Kutipan Bacaan:
——
Monday, December 5, 2022

Sei Karang, R.C.M.A dari masa ke masa …

 
Sei Karang, R.C.M.A dari masa ke masa …
 
Rubber Cultuur Maatschappij “Amsterdam” (RCMA) yang beralamat Heerengracht 364 didirikan oleh Pieter van Leeuwen Boomkamp (1871-1953) pada 9 Januari 1908 dengan modal dasar sebesar Fl. 10.000.000. dan modal disetor Fl. 6.700.000. dengan tujuan mengeksploitasi komoditi perkebunan di Netherlands Indies (Indonesia) terutama komoditi Karet.
 
Pieter menyelesaikan pendidikan di Openbare Handelsschool Amsterdam, pada 1889 dan menjadi pegawai magang di firma ayahnya hingga diangkat sebagai pegawai tetap pada 1892. Tahun 1897, saat masih berstatus pegawai diperusahaan ayahnya ; dorongan kuat jiwa bisnis Pieter mendorong keberaniannya untuk mengakuisisi Besoeki Tabak Mij, hal yang menjadi pengalaman pertamanya mengakuisisi. Pengalaman pertama tersebut selanjutnya menjadi pola dari RCMA, perusahaan yang didirikan kemudian.
 

Kesuksesan akuisisi dan kekuatan naluri bisnis, akhirnya membuat sang ayah Jan Jacob van Leeuwen Boomkamp mengangkatnya menjadi partner perusahaan ditahun 1898. RCMA memulai operasinya dengan mengakuisi tanah partikulir milik Albert Cornelius Siewertsz Van Reesema seluas 1017 Bows (1 Bows/Bahu = 0, 709 Ha) yang kemudian menjadi Ond. Soengei Poetih pada 17 April 1909 .
 
Palmolie Fabriek Nijkerk.
——
Tugas:
Tentukan apakah setiap pernyataan di bawah ini sesuai dengan bacaan tentang RCMA di atas. Jawab ya atau tidak, lalu kutip kata-kata bacaan yang menjadi penentunya.
1. RCMA didirikan pada 9 Januari 1908.
2. Pieter diangkat sebagai partner perusahaan ayahnya pada 1892.
3. Akuisisi Besoeki Tabak Mij merupakan pengalaman pertama Pieter mengakuisisi.
——
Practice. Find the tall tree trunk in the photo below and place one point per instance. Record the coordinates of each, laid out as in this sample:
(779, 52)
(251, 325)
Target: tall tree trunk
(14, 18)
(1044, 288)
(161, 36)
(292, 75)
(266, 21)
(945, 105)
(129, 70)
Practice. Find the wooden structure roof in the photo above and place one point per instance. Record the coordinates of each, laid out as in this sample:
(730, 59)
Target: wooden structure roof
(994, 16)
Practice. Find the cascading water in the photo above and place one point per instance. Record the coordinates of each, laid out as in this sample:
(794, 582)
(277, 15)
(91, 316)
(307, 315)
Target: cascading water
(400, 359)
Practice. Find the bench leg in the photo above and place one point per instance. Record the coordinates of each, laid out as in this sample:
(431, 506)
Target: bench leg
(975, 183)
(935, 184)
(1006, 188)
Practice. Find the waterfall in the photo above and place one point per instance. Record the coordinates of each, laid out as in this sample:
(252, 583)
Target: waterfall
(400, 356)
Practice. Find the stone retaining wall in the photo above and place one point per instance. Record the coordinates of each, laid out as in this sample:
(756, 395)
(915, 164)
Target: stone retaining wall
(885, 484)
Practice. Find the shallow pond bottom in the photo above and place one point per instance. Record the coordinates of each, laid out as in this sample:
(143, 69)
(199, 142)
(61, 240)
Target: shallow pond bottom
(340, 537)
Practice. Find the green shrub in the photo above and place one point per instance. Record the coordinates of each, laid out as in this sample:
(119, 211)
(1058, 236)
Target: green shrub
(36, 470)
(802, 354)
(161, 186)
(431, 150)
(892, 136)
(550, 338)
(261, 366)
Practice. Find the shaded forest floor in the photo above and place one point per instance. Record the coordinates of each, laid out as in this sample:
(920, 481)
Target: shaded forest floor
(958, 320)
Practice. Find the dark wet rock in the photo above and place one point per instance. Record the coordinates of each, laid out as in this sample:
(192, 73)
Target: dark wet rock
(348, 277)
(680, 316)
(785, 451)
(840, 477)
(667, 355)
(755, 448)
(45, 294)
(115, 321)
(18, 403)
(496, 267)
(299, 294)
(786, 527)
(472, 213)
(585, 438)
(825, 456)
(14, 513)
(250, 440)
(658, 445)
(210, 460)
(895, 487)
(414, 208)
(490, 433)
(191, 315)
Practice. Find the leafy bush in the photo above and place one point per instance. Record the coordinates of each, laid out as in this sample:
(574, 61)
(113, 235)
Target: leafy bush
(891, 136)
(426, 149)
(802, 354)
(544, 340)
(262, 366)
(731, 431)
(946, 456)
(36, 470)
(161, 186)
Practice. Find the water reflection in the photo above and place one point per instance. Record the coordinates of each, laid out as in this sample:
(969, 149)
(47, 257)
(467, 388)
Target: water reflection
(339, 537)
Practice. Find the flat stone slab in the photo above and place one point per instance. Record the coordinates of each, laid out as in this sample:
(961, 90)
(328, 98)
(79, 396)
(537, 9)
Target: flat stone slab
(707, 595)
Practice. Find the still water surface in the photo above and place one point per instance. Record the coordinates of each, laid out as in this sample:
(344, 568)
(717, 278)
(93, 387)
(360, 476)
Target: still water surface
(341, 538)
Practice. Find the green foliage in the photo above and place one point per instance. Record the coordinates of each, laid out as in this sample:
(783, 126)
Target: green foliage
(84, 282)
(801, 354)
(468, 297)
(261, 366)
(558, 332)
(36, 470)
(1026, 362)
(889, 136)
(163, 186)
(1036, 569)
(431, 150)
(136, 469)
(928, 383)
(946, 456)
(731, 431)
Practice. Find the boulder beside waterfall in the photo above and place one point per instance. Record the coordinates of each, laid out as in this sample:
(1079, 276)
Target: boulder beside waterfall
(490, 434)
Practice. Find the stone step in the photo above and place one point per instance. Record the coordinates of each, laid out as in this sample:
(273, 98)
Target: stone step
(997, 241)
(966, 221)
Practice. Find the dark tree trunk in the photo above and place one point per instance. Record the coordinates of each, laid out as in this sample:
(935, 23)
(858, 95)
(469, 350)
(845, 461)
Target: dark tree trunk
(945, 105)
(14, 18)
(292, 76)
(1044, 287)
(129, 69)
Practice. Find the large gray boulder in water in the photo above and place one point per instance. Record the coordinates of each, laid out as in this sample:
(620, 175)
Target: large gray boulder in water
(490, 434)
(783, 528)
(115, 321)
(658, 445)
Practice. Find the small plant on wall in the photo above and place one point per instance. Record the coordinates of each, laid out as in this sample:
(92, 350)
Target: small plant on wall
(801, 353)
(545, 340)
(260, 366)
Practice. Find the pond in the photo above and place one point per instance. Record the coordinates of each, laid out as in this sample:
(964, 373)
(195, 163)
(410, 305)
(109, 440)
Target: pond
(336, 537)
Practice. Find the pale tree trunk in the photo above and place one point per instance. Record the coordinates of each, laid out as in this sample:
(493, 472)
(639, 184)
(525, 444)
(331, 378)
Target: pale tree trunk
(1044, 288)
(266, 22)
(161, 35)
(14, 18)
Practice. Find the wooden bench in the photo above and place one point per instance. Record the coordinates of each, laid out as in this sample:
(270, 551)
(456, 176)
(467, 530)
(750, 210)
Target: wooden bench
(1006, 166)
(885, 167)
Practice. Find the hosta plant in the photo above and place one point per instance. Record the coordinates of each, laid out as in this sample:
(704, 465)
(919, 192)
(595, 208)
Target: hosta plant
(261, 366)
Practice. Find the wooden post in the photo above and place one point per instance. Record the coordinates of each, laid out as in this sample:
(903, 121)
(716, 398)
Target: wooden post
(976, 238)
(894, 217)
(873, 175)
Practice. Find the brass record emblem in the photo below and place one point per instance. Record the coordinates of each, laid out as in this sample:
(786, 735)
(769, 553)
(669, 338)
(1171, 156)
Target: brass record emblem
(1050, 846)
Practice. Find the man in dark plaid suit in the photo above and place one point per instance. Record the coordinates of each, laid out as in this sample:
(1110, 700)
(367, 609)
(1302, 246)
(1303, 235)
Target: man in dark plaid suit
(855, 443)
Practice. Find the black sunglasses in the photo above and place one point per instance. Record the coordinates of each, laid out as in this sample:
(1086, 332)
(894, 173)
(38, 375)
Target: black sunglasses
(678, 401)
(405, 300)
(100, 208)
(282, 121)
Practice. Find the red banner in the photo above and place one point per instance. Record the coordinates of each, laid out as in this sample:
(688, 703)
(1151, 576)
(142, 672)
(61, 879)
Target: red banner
——
Jawaban Latihan:
1. Ya: "didirikan oleh Pieter van Leeuwen Boomkamp (1871-1953) pada 9 Januari 1908"
2. Tidak: "mengangkatnya menjadi partner perusahaan ditahun 1898"
3. Ya: "hal yang menjadi pengalaman pertamanya mengakuisisi"